───── Data records
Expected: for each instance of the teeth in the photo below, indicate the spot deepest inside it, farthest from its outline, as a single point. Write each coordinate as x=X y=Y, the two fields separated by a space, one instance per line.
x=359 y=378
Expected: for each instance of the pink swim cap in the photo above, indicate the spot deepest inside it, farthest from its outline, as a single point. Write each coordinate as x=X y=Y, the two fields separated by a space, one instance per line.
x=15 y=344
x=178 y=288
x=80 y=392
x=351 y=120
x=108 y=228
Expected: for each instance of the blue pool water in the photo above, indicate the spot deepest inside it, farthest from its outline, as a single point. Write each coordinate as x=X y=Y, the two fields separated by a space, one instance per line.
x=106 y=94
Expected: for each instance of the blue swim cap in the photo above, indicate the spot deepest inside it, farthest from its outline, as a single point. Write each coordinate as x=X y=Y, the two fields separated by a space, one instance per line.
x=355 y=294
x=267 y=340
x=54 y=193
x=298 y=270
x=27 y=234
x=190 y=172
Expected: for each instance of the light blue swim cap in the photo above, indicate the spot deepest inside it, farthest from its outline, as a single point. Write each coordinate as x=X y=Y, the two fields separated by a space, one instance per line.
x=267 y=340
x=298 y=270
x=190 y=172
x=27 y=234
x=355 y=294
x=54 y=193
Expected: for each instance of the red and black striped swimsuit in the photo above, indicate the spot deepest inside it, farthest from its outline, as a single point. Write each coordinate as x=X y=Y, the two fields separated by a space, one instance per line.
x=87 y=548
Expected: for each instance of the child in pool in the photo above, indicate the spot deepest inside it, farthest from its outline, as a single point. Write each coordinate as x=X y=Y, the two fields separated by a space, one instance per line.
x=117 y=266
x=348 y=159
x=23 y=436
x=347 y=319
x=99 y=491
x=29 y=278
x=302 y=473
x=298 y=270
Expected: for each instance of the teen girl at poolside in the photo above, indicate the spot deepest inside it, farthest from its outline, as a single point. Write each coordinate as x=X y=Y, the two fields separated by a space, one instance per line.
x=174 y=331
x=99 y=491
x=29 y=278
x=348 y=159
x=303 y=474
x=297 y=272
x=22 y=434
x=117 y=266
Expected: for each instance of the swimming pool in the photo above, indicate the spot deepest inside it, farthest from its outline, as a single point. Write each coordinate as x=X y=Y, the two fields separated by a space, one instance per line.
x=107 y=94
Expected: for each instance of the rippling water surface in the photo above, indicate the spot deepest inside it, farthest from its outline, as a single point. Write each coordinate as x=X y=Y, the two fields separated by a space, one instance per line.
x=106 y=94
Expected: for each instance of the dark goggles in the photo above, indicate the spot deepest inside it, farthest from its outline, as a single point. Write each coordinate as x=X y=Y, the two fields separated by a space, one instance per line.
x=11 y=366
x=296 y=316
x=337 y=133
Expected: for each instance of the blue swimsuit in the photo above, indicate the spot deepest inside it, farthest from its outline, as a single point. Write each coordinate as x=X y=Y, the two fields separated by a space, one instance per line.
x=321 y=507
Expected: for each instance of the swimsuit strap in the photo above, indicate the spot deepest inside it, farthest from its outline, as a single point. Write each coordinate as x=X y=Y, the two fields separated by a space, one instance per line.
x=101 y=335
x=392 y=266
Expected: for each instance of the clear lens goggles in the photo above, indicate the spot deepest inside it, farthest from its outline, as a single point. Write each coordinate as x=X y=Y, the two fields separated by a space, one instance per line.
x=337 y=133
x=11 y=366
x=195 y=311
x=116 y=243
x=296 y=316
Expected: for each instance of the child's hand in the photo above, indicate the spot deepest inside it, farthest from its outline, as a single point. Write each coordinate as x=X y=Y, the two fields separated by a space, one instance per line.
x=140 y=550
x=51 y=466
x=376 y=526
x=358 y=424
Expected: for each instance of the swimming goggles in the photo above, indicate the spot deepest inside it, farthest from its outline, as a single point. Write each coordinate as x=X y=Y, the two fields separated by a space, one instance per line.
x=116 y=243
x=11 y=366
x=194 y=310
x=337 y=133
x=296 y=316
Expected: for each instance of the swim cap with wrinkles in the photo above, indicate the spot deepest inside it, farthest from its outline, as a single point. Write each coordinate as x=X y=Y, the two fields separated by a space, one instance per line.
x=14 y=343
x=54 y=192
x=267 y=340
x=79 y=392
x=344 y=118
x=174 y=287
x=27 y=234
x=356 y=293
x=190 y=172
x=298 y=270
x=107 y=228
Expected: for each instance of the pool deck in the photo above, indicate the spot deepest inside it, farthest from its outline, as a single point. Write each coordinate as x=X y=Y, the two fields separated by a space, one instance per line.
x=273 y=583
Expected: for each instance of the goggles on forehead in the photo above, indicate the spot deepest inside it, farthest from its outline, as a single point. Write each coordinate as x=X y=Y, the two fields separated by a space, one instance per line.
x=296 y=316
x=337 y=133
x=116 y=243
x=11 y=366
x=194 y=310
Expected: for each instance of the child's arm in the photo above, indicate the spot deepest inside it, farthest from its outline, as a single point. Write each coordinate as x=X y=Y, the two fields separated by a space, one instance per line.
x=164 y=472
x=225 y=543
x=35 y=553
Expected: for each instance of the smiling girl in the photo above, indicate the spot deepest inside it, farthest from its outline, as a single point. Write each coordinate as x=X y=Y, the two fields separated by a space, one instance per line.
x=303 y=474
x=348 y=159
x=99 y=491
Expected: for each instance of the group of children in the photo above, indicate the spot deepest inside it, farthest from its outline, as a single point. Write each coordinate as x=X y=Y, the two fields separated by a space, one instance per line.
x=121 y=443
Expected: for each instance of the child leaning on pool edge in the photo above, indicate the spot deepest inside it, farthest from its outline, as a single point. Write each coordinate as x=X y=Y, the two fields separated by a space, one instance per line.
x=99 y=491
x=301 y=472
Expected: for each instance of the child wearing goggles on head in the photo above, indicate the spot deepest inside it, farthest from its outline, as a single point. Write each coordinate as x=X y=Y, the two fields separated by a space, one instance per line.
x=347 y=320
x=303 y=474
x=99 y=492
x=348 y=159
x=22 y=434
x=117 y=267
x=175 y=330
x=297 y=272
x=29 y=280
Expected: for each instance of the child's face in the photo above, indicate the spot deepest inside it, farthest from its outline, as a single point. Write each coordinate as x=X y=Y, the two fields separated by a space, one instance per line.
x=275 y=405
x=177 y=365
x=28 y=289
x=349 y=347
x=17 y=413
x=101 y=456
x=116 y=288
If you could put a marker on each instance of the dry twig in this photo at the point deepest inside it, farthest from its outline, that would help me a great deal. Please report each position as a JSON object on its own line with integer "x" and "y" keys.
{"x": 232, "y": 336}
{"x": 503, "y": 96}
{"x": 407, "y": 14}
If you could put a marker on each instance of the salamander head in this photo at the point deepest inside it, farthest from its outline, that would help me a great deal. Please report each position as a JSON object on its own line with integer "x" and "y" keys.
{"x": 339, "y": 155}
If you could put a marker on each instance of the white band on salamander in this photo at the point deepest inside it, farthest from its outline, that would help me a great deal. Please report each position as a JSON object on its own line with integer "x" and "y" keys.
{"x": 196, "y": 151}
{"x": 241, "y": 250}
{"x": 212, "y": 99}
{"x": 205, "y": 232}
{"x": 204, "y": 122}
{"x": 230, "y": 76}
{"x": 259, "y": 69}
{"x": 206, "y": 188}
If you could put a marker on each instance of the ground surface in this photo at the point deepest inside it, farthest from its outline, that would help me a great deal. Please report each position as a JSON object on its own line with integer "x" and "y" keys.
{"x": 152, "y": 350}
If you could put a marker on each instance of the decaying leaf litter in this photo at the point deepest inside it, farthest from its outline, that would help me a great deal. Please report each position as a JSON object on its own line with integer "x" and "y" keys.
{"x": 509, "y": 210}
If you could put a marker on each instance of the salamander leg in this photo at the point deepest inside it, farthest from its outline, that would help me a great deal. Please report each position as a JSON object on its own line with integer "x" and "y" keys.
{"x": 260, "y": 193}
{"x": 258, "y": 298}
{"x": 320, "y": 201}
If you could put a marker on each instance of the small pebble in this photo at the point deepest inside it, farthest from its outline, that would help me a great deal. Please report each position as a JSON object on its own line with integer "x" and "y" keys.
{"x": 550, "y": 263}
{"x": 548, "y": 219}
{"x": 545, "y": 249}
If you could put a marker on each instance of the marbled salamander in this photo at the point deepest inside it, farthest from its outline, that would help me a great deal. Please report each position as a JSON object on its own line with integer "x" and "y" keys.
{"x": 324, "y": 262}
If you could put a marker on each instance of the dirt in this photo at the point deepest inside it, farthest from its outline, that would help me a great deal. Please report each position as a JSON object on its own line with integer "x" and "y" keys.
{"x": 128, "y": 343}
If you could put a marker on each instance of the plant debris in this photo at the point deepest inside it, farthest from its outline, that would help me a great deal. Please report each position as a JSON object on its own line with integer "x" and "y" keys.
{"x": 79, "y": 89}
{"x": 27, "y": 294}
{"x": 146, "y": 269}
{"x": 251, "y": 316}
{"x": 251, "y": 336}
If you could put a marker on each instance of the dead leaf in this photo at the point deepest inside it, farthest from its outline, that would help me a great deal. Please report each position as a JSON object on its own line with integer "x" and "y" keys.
──────────
**What you will do**
Everything from the line containing "of the small" down to the last line of the entries is to be returned exactly, both ends included, and nothing beyond it.

**Written response**
If you could put a marker on each instance of the small pebble in this photo at the point deepest inside it, farthest from its outline, that would help me a great deal. Please report each position as a JSON object on its own line with integer "x" and "y" keys.
{"x": 550, "y": 263}
{"x": 548, "y": 219}
{"x": 545, "y": 249}
If you could put a marker on each instance of the marbled salamander in this photo at the point deepest inside it, farthest from its outline, that would help me a great deal. Please report each position as a JSON object on its own line with integer "x" and "y" keys.
{"x": 324, "y": 262}
If you could put a marker on each instance of the dirt in this photo at the point deepest inside it, farthest from its outline, that would help me a great deal. Please report each position as a JSON object on its own line with integer "x" and "y" keys.
{"x": 128, "y": 343}
If you could put a marker on each instance of the plant debris in this photo at the point deepest inside it, farthest from its outline, that would help me a great deal. Please report each position as a JSON object on its own line with integer "x" and "y" keys.
{"x": 79, "y": 89}
{"x": 27, "y": 294}
{"x": 146, "y": 269}
{"x": 251, "y": 316}
{"x": 251, "y": 336}
If you could put a marker on each instance of the dead leaf in this photo at the point deepest inside it, farthest from its outline, that would help me a great deal. Please report each position as a JSON object on its own line with integer "x" and "y" keys.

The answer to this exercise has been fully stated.